Brano di lettura —
Favorire
la fruizione del patrimonio sottomarino e migliorare la sua
conservazione: sono i due obiettivi che hanno costituito il fil rouge
del Progetto TETI - Integrated Technologies for the Sustainable Management of the Underwater Cultural Heritage elaborato da due team dell'Alta Scuola Politecnica e sviluppato a partire dal caso studio dell'Itinerario Archeologico Subacqueo di Capo Graziano a Filicudi.
I due team hanno ideato un modello integrato applicabile a qualsiasi
sito sottomarino a partire dalla Convenzione UNESCO del 2001 sulla
Protezione del Patrimonio Culturale Sommerso, che ha dichiarato
l’importanza di una fruizione del patrimonio subacqueo determinata dal
rispetto dell'ambiente e dalla sicurezza dei siti e delle persone.
Il primo team si è focalizzato sulla musealizzazione del sito e dei suoi
reperti, con l’intento non solo di favorire le visite dirette ma anche
di garantire, a coloro che non hanno la possibilità di immergersi,
l’esperienza concreta dell’area. L’utilizzo di tecnologie integrate è
risultato l’approccio più idoneo per guidare i sub durante il percorso
del Museo alla scoperta di numerosi relitti risalenti a epoche diverse.
L’aspetto didattico del museo è stato garantito da info-box posizionati
in corrispondenza di ognuna delle tappe di visita e dotati di pannelli
esplicativi e di cartellini galleggianti con lo scopo di segnalare i
reperti di maggiore interesse.
La sicurezza dei visitatori subacquei, è garantita da un sistema di
idrofoni che segnalano i due percorsi di visita previsti e che,
coerentemente con i principi dell’eco-sostenibilità e del minimo
intervento, hanno un impatto praticamente nullo sull’ambiente e sul
contesto archeologico. Questi dispositivi, in particolare, sono in grado
di inviare un apposito segnale acustico che permette al visitatore di
capire se è fuori rotta. Il tracciato del percorso è inoltre segnalato
da fibre ottiche dispersive che conferiscono al sito un valore estetico
aggiunto ed incrementano il livello di sicurezza della visita.

Estratto dei dati —

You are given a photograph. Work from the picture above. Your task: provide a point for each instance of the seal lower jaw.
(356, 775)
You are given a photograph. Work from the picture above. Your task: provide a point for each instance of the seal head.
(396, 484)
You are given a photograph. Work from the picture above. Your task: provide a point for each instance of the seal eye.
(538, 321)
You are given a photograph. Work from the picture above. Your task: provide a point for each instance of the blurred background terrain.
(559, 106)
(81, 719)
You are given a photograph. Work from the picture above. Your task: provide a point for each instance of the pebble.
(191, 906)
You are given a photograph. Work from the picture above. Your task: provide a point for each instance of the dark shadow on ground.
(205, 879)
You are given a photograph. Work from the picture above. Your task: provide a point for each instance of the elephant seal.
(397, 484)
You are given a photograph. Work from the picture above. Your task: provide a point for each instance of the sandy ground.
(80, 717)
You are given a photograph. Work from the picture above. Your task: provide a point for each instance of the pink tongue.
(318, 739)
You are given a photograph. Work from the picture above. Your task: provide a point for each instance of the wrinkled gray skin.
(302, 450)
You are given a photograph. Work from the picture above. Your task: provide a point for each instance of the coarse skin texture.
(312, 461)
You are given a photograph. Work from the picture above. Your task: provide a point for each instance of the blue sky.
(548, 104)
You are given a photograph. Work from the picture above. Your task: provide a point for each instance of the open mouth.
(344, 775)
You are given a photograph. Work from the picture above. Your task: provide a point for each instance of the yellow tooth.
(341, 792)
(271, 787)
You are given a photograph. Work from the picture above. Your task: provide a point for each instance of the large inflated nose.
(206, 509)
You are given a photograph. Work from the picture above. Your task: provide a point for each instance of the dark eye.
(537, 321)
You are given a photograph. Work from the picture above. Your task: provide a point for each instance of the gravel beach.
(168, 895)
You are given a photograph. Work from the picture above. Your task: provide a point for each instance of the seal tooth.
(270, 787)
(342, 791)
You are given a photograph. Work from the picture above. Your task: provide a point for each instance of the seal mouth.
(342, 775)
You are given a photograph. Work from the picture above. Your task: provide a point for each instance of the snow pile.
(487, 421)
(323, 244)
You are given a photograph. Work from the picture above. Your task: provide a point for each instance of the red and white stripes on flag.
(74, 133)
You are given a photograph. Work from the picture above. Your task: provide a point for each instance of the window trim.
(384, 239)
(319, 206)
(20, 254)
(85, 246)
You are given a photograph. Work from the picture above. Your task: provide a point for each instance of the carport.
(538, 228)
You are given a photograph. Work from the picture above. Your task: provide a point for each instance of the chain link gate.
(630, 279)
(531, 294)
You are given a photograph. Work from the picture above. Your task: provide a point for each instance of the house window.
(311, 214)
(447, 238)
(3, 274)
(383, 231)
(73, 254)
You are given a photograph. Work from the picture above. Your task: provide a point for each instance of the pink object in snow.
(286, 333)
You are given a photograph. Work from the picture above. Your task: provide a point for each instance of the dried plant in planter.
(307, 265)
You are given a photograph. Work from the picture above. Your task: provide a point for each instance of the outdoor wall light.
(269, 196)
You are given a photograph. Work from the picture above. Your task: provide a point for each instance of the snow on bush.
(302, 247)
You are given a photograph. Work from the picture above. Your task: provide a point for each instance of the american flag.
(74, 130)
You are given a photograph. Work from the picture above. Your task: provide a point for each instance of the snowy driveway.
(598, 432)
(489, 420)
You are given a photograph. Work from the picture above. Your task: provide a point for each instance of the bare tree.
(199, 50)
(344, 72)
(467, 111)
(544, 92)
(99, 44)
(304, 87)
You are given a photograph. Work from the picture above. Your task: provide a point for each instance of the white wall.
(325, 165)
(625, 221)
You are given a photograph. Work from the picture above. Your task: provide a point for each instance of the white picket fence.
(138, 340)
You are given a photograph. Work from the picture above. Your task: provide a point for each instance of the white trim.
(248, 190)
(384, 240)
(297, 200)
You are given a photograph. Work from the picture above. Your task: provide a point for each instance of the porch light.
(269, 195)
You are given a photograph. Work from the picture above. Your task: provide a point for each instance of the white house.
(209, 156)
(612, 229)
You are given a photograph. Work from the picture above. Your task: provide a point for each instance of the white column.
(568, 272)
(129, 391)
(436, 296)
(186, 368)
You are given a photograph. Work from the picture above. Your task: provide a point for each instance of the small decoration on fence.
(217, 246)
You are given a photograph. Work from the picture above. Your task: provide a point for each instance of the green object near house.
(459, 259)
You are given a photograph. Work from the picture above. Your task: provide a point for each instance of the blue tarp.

Compito assegnato 1 — Stampa il passo del brano sul Progetto TETI da "L’aspetto didattico del" fino a "di maggiore interesse." incluso.
Compito assegnato 2 — Per favore, riscrivi come elenco il paragrafo del brano sul Progetto TETI che comincia con "La sicurezza dei visitatori subacquei", conservandone i fatti principali.
I record costituiscono materiale a sé, distinto dal brano.

Risposta corretta 1 —
L’aspetto didattico del museo è stato garantito da info-box posizionati
in corrispondenza di ognuna delle tappe di visita e dotati di pannelli
esplicativi e di cartellini galleggianti con lo scopo di segnalare i
reperti di maggiore interesse.

Risposta corretta 2 —
- La sicurezza dei visitatori subacquei è garantita da un sistema di idrofoni che segnalano i due percorsi di visita previsti.
- In linea con i principi dell'eco-sostenibilità e del minimo intervento, gli idrofoni hanno un impatto praticamente nullo sull'ambiente e sul contesto archeologico.
- Questi dispositivi inviano un segnale acustico che fa capire al visitatore se è fuori rotta.
- Il tracciato del percorso è segnalato anche da fibre ottiche dispersive, che danno al sito un valore estetico aggiunto e aumentano la sicurezza della visita.